**Reading text:**

Week of 2.20.09
How to Prepare and Protect Your Child
E.J. Graff is Associate Director and Senior Researcher of the Gender & Justice Project at Brandeis University's Schuster Institute for Investigative Journalism.
A first job makes a teen feel very grown-up. But she still needs a parent's guidance. If you're a parent, teacher, or caregiver for teenagers, here's what to say and do:
Before she starts...
Once she's working...
- Tell her to check the atmosphere of the place whenever she applies for a job; she should note how employees are treated.
- Explain the difference between flirting (enjoyed by both parties) and harassment (unwelcome sexual comments or physical contact).
- Emphasize that she should tell you if someone makes her uncomfortable, so you can talk about the best way to respond.
- Make sure she knows she can refuse an order that is not related to her job duties. For example, her supervisor can't compel her to travel with him unless it's explicitly part of the job.
If your child is harassed on the job...
- Ask her if you can drop by; let her supervisors see you.
- Listen closely when your teen complains. Suppose she says something like, "Oh, work is a drag." If you simply answer, "Well, yeah, work's always a drag," your teen may shut down, explains psychologist Christine Nicholson, Ph.D. Instead, keep talking. Find out why work's a drag.
- If your son or daughter complains about a particular person or "creep," ask what's creepy about the man. What about him causes discomfort?
- Be suspicious if a manager seems to favor your child, asking her to come in early or stay late "because she's the best worker." Another danger sign: He pays attention to her in a way that has nothing to do with the job, such as teaching her to drive.

**Problem description:** Please resume the guide on protecting a teenager at a first job, starting after its last sentence and keeping its style.

**Available data:**

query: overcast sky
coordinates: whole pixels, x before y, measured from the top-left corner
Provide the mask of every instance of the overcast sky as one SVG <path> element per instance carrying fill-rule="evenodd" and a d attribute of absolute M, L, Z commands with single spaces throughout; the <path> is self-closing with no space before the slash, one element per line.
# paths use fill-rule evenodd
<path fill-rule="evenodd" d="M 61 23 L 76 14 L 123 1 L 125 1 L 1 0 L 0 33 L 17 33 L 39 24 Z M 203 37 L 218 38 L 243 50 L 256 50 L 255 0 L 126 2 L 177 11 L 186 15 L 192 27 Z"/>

**Final answer:**
- Immediately talk with her manager. If that person doesn't take the situation seriously, call the next higher-up. Keep going up the chain. Write down all names, phone numbers, dates, and times of your calls. Refer to these if you need to call back. Or send letters (by certified mail).
- Stay on the case, even if your teen is uneasy. "You need to make clear to her that it's not about her behavior, it's about the guy's," explains Bonnie Sanchez, a clinical counselor who runs the Albuquerque Sex Offender Treatment Program in New Mexico.
- Let her quit if she's uncomfortable; insist that she leave if she's really upset or you feel the situation is risky.
- If your daughter does stay on the job, make sure she understands that this is not the time to be "nice." Don't let her think that she's overreacting, even if the harasser tries to say it was "all in fun." Remind her that she's probably not the only victim. "If he's doing it to you, he's doing it to someone else," said one plaintiff in a case involving Burger King.
- Have her document the harasser's behavior. She should keep a notebook and write down everything that is said or done, when and where it took place, and if others were present.
- Tell her to take a picture if she can (perhaps with a cell phone) of any physical "evidence"—say, a welt where a towel was snapped against her.
- Suggest she talk to other employees and find out what their experiences have been. You may also want to talk to their parents.
- If you do decide to sue, find an attorney who has expertise in sexual harassment or employment-discrimination law. Don't delay—in every state, there are deadlines for filing, some as short as 180 days from the date of the last incident.